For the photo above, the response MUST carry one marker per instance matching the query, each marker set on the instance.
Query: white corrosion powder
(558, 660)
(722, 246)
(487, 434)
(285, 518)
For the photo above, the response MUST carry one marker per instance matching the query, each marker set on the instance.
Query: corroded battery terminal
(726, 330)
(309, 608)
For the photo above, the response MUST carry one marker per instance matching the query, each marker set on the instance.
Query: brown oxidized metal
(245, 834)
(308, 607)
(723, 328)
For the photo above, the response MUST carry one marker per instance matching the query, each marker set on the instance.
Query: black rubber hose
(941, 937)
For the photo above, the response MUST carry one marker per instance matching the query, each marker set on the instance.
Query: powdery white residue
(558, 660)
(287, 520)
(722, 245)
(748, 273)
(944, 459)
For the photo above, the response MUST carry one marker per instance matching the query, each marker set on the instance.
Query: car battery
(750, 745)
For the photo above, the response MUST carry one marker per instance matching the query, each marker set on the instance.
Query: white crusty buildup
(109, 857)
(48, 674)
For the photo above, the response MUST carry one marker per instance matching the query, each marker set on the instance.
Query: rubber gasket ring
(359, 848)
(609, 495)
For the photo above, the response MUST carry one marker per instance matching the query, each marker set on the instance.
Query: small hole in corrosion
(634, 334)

⁂

- [Job]:
Reproduce every item above word for word, with each line unchanged and in its original order.

- [Solution for this exercise]:
For the photo above, the response MUST carry one marker per instance matching the query, each marker set on the instance.
Query: white corrosion powder
(558, 660)
(722, 246)
(487, 434)
(285, 518)
For the photo above, the response MUST carry one marker per instance matching the query, each marker set on the instance.
Query: corroded battery terminal
(726, 330)
(309, 608)
For the photo above, the response MUST carry one marker per instance matching the query, each marker set on the instance.
Query: brown oxidized metal
(245, 834)
(308, 607)
(723, 328)
For the photo above, the response MUST carry one marker per instance matching the query, each marker set on the instance.
Query: black rubber hose
(941, 937)
For the photo above, the response MUST carry one marker per instance matching the query, each marker set on the instance.
Query: powdery white residue
(558, 660)
(287, 520)
(722, 245)
(748, 273)
(944, 459)
For the photo above, the response MUST carry one marker per instance matching the query, each marker set on the instance.
Query: car battery
(750, 745)
For the photo above, the response MUST carry one marker per instance matching the query, each marker set on the instance.
Query: white crusty buildup
(109, 857)
(48, 674)
For the photo above, the response MUST carry one marker per instance matching the query, each marker set on the instance.
Query: rubber gasket ring
(359, 848)
(609, 495)
For the photo above, the response MUST carry one marker per instance matching the query, each marker set on the instance.
Query: small hole in corrosion
(634, 334)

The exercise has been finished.